Given text Block Start
The role of the gut microbiota in bone homeostasis

Commensal oral microbes elicit local immune responses in barrier gingival epithelial and connective tissues, which modulate osteoimmune signaling and coupled osteoblast–osteoclast actions at the subjacent alveolar bone. Hathaway-Schrader et al. utilized the segmented filamentous bacteria-gnotobiotic mouse model to demonstrate that commensal gut microbes impart systemic immune responses that modify osteoblast–osteoclast crosstalk and skeletal homeostasis in alveolar bone. This work challenges the current paradigm that alveolar bone homeostasis is strictly regulated by oral microbes. Indirect support for the concept that the gut microbiota influences alveolar bone homeostasis is provided by clinical oral manifestations of inflammatory bowel disease (IBD). Inflammatory bowel conditions are linked to dysbiotic shifts in the indigenous gut microbiota. Therefore, progressive alveolar bone loss observed in IBD patients could be influenced by changes in the composition of commensal gut microbes. Future research is needed to determine the utility of noninvasive interventions in the gut microbiota, such as probiotics and prebiotics, to support alveolar bone homeostasis and prevent alveolar bone loss.

Mapping microglial transcriptome to identify candidate genes in neurodegeneration

De Paiva Lopes et al. explored the emerging role of microglia in brain aging and pathology. The group performed transcriptome analysis of 255 primary human microglial samples from 100 individuals. Through mapping expression and splicing quantitative trait loci they showed that many neurological disease susceptibility loci are mediated through gene expression or splicing in microglia. Mapping the loci identified candidate causal variants within microglia-specific enhancers; these explorations highlighted microglial expression of USP6NL for Alzheimer’s disease and P2RY12 for Parkinson’s disease. The authors’ comprehensive atlas of genetic effects on the human microglial transcriptome allows identification of potential causal genes and variants underlying risk for neurodegenerative and psychiatric diseases.
Given text Block End
Source material Block Start
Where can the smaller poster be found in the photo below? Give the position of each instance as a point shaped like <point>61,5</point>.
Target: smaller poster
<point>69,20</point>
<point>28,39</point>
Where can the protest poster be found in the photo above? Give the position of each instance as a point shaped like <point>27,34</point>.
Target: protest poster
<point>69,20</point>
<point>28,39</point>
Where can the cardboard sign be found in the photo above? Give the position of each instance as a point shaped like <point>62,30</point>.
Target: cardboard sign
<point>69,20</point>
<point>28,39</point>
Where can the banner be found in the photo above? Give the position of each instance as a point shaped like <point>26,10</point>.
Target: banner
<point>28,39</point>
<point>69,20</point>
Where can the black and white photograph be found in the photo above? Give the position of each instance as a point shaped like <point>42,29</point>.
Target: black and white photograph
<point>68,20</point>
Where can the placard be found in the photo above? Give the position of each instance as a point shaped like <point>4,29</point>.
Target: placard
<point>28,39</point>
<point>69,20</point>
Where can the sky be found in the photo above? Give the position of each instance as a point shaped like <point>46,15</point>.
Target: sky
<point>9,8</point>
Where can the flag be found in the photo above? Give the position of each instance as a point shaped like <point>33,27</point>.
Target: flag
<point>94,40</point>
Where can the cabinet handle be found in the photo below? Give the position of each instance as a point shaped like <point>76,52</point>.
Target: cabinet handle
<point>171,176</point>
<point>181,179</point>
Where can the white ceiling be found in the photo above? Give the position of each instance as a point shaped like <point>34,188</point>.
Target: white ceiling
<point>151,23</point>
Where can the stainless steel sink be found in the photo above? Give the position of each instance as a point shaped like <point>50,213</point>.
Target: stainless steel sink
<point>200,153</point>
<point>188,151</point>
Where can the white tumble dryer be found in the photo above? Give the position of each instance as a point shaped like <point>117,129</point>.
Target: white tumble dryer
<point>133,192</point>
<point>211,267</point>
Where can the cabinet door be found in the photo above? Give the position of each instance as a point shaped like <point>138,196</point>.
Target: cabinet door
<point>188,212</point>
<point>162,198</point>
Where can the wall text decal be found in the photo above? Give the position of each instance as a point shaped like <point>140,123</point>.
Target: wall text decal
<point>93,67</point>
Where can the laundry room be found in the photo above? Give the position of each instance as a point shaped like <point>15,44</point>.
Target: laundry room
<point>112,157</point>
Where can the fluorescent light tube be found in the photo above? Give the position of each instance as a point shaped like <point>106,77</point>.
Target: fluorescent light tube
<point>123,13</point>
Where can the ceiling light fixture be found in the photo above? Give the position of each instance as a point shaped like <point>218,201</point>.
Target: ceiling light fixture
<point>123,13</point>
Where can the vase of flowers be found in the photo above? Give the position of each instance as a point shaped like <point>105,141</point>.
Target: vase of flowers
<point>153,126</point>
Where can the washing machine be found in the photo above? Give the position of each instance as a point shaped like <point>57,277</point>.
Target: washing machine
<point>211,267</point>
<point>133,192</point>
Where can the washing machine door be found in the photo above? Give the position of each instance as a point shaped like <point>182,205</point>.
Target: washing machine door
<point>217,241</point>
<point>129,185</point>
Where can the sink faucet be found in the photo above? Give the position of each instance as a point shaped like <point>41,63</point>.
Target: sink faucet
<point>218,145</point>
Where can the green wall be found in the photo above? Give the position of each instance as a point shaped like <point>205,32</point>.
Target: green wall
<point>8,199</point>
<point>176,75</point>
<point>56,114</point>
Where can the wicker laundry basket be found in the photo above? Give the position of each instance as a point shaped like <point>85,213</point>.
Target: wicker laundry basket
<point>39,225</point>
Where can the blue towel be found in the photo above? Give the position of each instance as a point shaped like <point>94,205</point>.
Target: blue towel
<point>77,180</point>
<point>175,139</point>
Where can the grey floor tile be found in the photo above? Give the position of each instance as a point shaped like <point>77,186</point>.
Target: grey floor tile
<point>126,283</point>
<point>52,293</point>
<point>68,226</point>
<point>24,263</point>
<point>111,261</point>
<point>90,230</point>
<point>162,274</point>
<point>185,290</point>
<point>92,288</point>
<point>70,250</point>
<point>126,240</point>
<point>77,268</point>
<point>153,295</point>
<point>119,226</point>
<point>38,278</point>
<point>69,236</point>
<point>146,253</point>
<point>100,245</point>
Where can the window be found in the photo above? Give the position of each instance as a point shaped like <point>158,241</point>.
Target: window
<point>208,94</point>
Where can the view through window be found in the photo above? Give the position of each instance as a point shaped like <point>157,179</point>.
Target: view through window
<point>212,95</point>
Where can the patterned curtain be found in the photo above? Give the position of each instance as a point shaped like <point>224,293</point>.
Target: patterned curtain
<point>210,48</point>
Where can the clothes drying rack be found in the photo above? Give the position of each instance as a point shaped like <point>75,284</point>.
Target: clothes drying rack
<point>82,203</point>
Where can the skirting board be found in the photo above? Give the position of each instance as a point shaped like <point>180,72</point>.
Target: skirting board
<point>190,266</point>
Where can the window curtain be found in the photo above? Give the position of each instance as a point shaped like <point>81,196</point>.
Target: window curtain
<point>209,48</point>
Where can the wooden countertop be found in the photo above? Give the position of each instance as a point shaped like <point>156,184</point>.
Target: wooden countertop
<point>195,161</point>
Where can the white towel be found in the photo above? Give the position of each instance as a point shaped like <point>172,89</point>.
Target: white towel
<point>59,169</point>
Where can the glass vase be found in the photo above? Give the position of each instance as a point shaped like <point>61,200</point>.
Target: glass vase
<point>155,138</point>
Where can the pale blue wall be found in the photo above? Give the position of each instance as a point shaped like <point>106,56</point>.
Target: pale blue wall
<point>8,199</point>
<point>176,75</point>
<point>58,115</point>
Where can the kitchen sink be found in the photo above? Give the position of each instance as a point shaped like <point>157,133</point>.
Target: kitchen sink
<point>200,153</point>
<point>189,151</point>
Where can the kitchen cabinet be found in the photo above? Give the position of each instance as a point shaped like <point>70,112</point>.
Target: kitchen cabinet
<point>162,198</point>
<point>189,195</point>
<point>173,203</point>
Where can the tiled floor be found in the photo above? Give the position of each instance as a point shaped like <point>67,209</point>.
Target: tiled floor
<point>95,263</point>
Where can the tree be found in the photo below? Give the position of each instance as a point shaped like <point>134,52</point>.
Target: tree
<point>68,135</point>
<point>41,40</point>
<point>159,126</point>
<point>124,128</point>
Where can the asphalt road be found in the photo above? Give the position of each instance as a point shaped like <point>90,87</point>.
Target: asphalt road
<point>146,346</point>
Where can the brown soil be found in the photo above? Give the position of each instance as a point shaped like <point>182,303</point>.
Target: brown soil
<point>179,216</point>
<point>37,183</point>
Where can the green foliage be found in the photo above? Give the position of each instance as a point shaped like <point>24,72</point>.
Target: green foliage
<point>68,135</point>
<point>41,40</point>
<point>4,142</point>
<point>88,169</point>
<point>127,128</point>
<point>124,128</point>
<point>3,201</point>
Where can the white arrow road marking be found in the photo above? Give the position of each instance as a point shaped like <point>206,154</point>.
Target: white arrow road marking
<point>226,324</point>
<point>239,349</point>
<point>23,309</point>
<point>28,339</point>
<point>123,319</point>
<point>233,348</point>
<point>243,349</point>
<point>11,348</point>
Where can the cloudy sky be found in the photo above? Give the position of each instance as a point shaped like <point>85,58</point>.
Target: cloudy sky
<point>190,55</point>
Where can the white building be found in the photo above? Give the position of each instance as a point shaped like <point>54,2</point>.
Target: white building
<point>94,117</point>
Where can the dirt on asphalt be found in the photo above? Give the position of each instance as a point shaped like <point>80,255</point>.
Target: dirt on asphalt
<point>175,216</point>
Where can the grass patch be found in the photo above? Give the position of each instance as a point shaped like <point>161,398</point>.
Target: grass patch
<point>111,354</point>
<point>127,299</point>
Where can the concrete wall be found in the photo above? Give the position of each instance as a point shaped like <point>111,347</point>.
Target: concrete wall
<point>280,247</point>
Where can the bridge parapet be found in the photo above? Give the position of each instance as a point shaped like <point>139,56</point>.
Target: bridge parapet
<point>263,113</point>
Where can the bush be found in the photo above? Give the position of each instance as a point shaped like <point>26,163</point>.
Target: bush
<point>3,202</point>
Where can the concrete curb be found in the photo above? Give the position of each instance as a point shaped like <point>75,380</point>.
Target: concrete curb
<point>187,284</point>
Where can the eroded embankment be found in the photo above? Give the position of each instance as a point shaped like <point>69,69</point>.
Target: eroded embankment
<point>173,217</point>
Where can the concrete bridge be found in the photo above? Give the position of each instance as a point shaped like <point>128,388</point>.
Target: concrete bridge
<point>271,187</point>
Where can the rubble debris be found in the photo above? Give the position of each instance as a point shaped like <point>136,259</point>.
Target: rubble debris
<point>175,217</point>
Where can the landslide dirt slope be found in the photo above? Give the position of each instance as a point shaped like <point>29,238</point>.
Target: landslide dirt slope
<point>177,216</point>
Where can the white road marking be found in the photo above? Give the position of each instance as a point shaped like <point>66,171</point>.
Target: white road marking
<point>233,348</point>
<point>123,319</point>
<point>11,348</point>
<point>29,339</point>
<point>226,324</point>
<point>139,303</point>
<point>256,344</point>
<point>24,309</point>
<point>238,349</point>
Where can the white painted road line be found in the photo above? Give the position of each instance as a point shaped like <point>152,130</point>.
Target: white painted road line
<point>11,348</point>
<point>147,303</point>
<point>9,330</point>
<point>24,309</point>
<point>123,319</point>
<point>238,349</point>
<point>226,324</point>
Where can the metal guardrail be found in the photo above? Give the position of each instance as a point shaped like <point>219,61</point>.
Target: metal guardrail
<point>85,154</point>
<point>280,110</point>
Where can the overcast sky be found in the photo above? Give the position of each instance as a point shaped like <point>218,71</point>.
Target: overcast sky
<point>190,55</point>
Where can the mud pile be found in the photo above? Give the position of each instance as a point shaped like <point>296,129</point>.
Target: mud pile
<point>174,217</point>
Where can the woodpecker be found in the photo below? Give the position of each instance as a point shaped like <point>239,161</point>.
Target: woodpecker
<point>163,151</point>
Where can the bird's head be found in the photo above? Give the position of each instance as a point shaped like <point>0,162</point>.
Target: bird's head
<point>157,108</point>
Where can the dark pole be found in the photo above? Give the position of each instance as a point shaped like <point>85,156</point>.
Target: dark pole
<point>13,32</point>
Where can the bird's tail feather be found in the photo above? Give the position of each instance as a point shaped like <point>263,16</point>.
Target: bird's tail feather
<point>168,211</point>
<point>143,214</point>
Source material Block End
### What you will do
1. Answer these questions from the research summaries:
(a) Which mouse model did Hathaway-Schrader et al. use?
(b) How many primary human microglial samples were analyzed, and from how many individuals?
(c) Which microglial gene was highlighted for Parkinson's disease?
2. Print everything in the research summaries from "De Paiva Lopes" down to "and psychiatric diseases.".
Rely on the research summaries alone, not on the listing.

### Answers to each task
1.
(a) The segmented filamentous bacteria-gnotobiotic mouse model.
(b) 255 samples from 100 individuals.
(c) P2RY12.

2.
De Paiva Lopes et al. explored the emerging role of microglia in brain aging and pathology. The group performed transcriptome analysis of 255 primary human microglial samples from 100 individuals. Through mapping expression and splicing quantitative trait loci they showed that many neurological disease susceptibility loci are mediated through gene expression or splicing in microglia. Mapping the loci identified candidate causal variants within microglia-specific enhancers; these explorations highlighted microglial expression of USP6NL for Alzheimer’s disease and P2RY12 for Parkinson’s disease. The authors’ comprehensive atlas of genetic effects on the human microglial transcriptome allows identification of potential causal genes and variants underlying risk for neurodegenerative and psychiatric diseases.